──────── SUPPLIED RECORDS

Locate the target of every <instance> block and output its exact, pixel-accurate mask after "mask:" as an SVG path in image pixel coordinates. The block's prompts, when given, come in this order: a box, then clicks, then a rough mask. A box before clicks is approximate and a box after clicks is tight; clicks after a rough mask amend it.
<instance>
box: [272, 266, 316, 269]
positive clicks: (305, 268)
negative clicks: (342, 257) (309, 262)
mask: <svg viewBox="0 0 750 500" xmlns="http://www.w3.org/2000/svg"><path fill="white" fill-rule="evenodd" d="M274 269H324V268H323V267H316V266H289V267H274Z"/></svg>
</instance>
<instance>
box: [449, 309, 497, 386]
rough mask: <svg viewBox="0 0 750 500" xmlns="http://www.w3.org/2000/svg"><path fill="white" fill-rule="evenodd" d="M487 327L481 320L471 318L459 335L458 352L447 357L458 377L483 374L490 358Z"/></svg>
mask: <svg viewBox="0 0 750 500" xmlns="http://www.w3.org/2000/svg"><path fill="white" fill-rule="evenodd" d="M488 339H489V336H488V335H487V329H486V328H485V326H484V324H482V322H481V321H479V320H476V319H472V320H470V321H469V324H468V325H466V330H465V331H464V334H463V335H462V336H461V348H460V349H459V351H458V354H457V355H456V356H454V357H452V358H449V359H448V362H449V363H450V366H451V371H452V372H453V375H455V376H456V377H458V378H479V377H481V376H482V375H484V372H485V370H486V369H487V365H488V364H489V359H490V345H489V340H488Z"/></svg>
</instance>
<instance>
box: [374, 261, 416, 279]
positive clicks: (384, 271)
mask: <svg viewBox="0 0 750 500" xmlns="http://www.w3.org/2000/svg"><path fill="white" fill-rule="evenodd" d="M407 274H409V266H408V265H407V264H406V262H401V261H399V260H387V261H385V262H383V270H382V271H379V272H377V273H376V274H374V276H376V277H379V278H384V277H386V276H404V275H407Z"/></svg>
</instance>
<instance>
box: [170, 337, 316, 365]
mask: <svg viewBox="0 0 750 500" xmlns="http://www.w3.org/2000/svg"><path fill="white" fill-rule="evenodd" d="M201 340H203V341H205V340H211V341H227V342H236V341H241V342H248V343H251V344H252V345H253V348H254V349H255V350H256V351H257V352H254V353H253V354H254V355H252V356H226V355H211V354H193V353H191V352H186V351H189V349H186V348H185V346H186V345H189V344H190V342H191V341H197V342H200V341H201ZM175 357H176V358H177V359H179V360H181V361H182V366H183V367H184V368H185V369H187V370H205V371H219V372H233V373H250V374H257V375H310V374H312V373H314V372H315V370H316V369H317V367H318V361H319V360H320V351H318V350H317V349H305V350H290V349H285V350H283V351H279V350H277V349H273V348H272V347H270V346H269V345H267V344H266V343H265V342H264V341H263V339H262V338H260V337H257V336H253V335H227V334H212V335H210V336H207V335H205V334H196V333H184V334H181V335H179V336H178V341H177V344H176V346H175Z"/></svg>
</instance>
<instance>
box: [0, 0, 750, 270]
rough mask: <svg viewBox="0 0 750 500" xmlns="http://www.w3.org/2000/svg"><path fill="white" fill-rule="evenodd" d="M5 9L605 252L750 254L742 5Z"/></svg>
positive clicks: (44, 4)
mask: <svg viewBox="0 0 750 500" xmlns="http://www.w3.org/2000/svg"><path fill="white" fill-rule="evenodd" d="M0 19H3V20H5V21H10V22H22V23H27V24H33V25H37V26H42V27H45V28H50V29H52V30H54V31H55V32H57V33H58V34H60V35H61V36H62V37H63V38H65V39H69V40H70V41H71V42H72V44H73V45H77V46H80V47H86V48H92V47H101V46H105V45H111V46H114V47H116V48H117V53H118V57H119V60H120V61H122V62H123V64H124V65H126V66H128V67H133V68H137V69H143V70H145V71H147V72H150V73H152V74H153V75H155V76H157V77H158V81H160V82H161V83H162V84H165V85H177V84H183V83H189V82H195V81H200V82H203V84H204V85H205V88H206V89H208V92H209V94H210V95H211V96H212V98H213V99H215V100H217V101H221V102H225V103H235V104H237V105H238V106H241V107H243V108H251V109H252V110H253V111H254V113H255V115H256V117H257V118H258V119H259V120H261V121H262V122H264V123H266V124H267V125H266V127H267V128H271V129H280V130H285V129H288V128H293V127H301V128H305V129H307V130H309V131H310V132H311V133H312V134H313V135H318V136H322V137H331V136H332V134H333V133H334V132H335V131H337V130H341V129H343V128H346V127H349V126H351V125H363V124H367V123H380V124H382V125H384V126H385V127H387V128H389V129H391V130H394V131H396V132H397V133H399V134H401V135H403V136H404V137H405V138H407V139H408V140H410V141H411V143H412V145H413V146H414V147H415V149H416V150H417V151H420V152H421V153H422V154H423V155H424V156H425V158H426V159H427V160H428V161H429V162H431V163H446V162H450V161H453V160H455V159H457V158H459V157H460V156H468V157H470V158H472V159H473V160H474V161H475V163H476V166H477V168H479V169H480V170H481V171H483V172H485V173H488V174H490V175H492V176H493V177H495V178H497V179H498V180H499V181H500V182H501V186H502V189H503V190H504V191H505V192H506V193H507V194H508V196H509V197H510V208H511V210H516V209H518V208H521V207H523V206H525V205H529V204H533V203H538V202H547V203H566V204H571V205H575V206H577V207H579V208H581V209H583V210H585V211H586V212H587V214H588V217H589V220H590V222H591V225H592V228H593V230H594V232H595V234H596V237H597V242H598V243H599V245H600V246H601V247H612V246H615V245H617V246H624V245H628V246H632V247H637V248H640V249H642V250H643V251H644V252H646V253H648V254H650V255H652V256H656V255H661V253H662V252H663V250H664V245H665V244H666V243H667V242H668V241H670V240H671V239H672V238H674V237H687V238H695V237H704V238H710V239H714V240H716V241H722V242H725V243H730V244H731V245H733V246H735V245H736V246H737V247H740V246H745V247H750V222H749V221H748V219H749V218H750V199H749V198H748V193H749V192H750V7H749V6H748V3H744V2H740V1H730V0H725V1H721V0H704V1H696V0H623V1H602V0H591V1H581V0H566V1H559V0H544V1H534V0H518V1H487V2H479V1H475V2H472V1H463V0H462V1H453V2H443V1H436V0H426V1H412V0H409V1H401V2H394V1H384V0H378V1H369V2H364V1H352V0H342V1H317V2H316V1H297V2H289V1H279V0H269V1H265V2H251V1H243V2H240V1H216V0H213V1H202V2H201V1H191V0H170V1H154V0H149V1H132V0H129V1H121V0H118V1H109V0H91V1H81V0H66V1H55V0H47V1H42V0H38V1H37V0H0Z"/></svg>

────────────────

WHAT THE EXERCISE ASKS: Find every line in the records above that contains the word "rough", matching case exactly, and copy each of those lines.

OUTPUT FOR THIS EXERCISE:
Locate the target of every <instance> block and output its exact, pixel-accurate mask after "mask:" as an SVG path in image pixel coordinates. The block's prompts, when given, come in this order: a box, then clicks, then a rough mask. A box before clicks is approximate and a box after clicks is tight; clicks after a rough mask amend it.
rough mask: <svg viewBox="0 0 750 500" xmlns="http://www.w3.org/2000/svg"><path fill="white" fill-rule="evenodd" d="M487 327L481 320L471 318L459 335L458 352L447 357L458 377L483 374L490 358Z"/></svg>
rough mask: <svg viewBox="0 0 750 500" xmlns="http://www.w3.org/2000/svg"><path fill="white" fill-rule="evenodd" d="M5 9L605 252L750 254L742 5Z"/></svg>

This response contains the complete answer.